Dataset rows
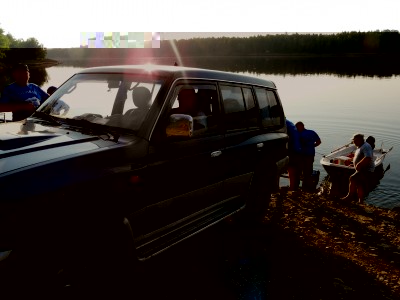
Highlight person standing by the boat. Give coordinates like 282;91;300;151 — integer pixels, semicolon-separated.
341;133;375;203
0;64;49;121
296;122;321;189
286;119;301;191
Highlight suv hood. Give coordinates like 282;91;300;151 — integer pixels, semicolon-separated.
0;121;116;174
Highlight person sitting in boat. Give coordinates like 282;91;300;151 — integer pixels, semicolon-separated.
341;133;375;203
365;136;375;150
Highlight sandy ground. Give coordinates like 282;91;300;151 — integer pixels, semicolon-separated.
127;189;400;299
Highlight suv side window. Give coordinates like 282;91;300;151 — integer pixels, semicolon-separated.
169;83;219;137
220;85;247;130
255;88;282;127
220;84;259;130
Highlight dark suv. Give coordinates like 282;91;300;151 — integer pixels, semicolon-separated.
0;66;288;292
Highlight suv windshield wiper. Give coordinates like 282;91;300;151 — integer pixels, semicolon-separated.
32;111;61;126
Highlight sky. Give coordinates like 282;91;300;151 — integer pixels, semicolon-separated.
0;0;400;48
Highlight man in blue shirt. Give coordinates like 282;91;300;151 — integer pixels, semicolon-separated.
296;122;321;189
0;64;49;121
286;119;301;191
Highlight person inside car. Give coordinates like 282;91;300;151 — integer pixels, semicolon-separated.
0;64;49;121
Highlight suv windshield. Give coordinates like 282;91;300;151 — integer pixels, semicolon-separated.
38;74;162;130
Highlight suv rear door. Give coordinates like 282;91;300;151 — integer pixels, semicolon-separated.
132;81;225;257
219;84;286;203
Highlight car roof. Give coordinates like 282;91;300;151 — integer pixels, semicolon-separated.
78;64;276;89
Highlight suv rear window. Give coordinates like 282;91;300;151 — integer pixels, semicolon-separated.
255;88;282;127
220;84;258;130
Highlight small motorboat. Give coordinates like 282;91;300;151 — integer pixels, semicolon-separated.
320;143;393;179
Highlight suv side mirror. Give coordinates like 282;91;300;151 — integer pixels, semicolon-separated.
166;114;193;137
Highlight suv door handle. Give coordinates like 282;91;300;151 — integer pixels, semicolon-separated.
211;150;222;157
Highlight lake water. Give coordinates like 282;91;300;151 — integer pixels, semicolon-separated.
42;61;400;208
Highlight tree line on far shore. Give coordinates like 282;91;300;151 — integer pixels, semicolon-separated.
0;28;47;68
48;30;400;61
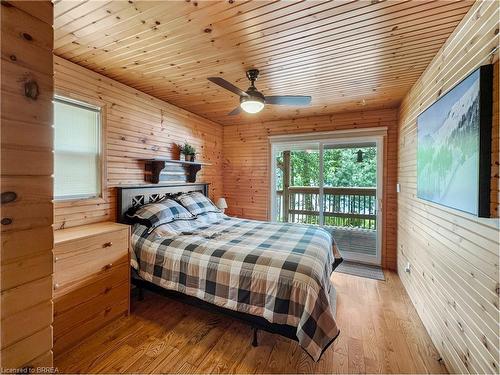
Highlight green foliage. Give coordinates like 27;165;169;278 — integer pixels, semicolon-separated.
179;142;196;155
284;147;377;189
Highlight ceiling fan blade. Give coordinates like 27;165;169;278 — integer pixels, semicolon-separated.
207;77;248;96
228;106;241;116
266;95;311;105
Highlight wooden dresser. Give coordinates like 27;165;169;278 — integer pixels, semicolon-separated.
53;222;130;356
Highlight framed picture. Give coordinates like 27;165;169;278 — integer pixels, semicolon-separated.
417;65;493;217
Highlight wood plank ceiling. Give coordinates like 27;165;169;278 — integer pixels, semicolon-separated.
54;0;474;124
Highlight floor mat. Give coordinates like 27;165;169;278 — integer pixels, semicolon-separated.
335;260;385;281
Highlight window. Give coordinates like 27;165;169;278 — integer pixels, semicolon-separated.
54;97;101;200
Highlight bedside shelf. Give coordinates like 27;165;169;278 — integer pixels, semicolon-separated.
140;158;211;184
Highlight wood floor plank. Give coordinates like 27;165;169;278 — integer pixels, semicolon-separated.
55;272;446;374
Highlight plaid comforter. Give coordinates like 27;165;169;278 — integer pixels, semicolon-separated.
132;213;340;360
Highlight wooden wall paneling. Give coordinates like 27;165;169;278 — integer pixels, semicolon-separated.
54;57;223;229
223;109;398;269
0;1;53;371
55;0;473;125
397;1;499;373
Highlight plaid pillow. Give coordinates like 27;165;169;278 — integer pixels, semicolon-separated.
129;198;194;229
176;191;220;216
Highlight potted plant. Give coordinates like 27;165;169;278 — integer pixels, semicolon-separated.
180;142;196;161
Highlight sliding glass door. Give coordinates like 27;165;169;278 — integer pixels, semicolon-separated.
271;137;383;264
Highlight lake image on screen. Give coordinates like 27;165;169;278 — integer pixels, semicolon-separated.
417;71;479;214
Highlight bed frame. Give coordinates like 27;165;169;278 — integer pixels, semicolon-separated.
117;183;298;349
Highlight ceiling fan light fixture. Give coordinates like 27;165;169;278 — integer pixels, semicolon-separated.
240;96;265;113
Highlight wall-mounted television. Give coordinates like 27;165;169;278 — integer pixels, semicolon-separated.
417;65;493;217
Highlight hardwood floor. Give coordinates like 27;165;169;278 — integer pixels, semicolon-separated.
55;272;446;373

...

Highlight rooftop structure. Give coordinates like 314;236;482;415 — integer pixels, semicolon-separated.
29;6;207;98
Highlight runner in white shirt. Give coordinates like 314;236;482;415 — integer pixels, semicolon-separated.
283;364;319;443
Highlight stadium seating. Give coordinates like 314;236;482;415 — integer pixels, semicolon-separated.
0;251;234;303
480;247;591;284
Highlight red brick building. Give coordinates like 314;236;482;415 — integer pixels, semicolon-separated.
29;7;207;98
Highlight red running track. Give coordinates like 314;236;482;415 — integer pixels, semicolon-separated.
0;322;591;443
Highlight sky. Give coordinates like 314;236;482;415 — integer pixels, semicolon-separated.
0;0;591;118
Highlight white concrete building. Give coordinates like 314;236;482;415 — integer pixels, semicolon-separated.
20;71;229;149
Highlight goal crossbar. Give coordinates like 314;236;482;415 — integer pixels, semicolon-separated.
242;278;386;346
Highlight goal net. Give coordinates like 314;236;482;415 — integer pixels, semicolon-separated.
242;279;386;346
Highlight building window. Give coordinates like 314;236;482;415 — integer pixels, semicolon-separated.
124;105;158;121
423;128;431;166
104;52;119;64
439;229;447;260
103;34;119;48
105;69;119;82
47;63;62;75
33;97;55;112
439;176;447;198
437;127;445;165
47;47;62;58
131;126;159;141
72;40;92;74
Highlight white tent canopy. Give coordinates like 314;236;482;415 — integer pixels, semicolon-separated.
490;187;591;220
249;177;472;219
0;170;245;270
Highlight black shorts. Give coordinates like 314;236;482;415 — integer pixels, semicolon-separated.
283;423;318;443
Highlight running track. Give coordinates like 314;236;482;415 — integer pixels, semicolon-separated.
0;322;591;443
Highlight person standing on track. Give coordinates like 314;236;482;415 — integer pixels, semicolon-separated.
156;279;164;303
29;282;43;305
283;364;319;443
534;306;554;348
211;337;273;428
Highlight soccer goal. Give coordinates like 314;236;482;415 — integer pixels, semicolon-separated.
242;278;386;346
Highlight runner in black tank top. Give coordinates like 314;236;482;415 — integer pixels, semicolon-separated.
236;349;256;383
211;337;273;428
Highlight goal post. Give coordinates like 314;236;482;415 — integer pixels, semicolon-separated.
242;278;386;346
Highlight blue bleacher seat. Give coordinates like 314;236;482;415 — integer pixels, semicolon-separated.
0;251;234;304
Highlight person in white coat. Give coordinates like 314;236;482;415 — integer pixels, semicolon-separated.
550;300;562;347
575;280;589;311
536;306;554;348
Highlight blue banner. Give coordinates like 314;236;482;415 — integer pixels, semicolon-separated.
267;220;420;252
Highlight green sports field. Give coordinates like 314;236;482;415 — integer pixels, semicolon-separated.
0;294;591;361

---

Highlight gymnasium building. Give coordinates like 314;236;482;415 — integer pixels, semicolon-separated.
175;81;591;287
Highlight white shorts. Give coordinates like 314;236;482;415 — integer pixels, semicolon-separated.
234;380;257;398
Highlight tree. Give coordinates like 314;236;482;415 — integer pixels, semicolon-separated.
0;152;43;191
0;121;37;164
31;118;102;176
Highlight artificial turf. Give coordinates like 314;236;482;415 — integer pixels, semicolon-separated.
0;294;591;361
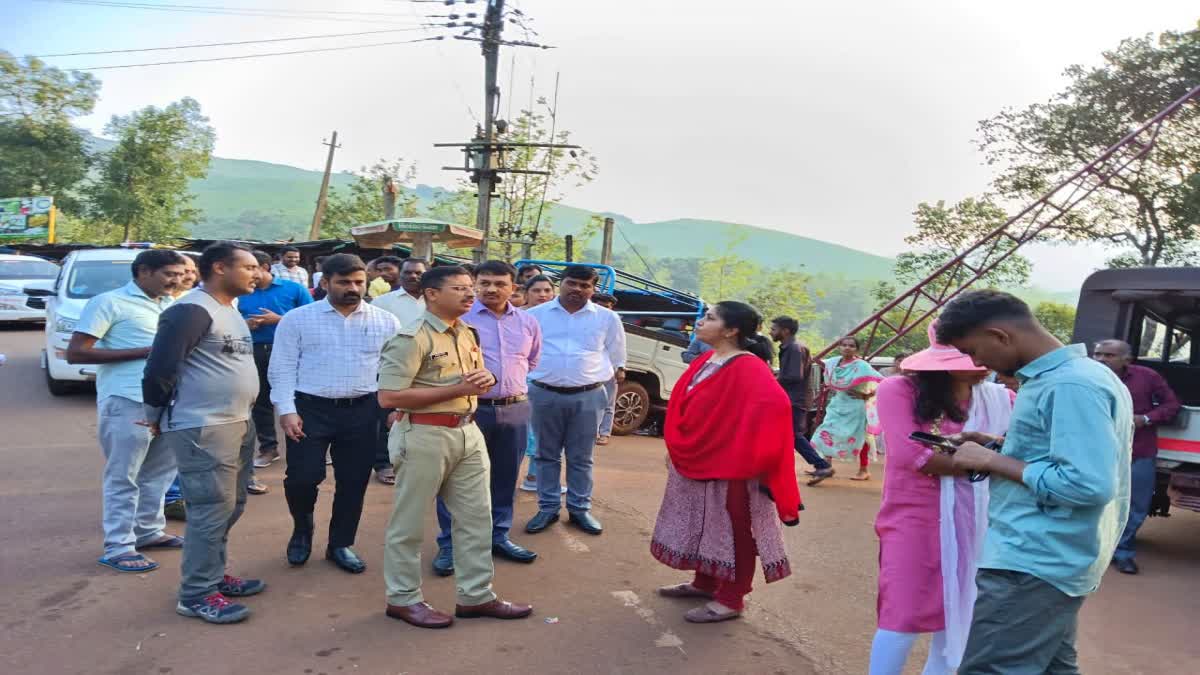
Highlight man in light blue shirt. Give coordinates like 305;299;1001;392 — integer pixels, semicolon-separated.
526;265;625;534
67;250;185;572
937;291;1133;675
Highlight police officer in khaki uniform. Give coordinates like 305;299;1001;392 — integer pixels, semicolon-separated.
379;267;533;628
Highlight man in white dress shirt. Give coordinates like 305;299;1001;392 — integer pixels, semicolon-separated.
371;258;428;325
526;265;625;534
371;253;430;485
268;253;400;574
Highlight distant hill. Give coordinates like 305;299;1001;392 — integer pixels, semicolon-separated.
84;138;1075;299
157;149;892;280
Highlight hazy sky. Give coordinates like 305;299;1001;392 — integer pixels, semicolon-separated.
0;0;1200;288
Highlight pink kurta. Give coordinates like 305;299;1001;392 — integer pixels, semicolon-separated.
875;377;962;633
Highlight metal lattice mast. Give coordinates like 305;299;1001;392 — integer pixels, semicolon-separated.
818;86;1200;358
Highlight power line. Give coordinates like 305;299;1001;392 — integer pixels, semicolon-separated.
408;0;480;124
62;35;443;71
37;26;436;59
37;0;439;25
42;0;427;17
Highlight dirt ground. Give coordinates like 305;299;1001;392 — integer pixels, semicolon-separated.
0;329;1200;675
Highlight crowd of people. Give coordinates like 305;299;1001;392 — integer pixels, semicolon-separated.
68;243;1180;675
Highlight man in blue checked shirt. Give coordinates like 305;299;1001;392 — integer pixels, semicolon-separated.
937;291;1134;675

● **Exercise requirements**:
Update the lines from the line with "Highlight person standing by" to the line with "166;114;193;137" by replacing "suv" with "sport utility vehicle", leaving everything else unchanged. Return only those lines.

● **Task answer**:
Highlight person standing by the boat. Give coordinates like 282;91;300;151 — integer pixels, semicolon-separated.
341;133;375;203
0;64;49;121
296;122;321;189
286;119;301;191
Highlight sport utility vehicle hood. Give coordinates like 282;91;300;151 — integer pixels, semicolon-separated.
0;121;116;174
Highlight person sitting in boat. Give coordinates like 282;91;300;151 — integer pixels, semicolon-separated.
341;133;375;203
365;136;375;150
Highlight sandy ground. Give coordinates like 282;91;300;151 — integer pixels, semicolon-separated.
127;189;400;299
Highlight sport utility vehicle side window. Give coordinates like 282;91;300;151 — integer pixels, semicolon-separated.
169;83;219;137
220;85;247;130
255;88;282;127
220;84;259;130
Highlight dark sport utility vehicle. Give coordinates like 282;91;300;151 — integer pixels, semicolon-separated.
0;66;288;292
Highlight sport utility vehicle windshield wiper. Give coordinates like 282;91;300;151 — integer pixels, semicolon-separated.
32;111;61;126
Highlight sky. Give coordinates like 282;91;300;151 — integer pixels, semicolon-separated.
0;0;400;48
Highlight man in blue shirt. Give coordinates like 282;91;300;151 — integer pixels, semicolon-separated.
296;122;321;189
0;64;49;121
286;119;301;191
Highlight person inside car. Give coordinates like 282;91;300;151 — integer pixels, semicolon-separated.
0;64;49;121
Highlight sport utility vehicle windshield. Give coordinates like 282;91;300;151 — integer pixels, semicolon-separated.
38;74;162;130
Highlight sport utility vehicle rear door. Give coordinates like 282;91;300;151 — integer pixels, semicolon-separated.
132;81;225;257
219;84;286;203
Highlight car roof. Give coordinates like 282;91;300;151 — integer pixels, semicolon-separated.
78;64;276;89
Highlight sport utility vehicle rear window. Give coordinates like 282;91;300;151 — integer pixels, semicolon-separated.
255;88;282;127
220;84;258;130
Highlight small motorboat. Give coordinates like 282;91;300;151 — integer pixels, semicolon-separated.
320;143;393;179
Highlight sport utility vehicle side mirror. Give coordinates like 282;91;300;151 — integer pixels, semicolon-separated.
166;114;193;137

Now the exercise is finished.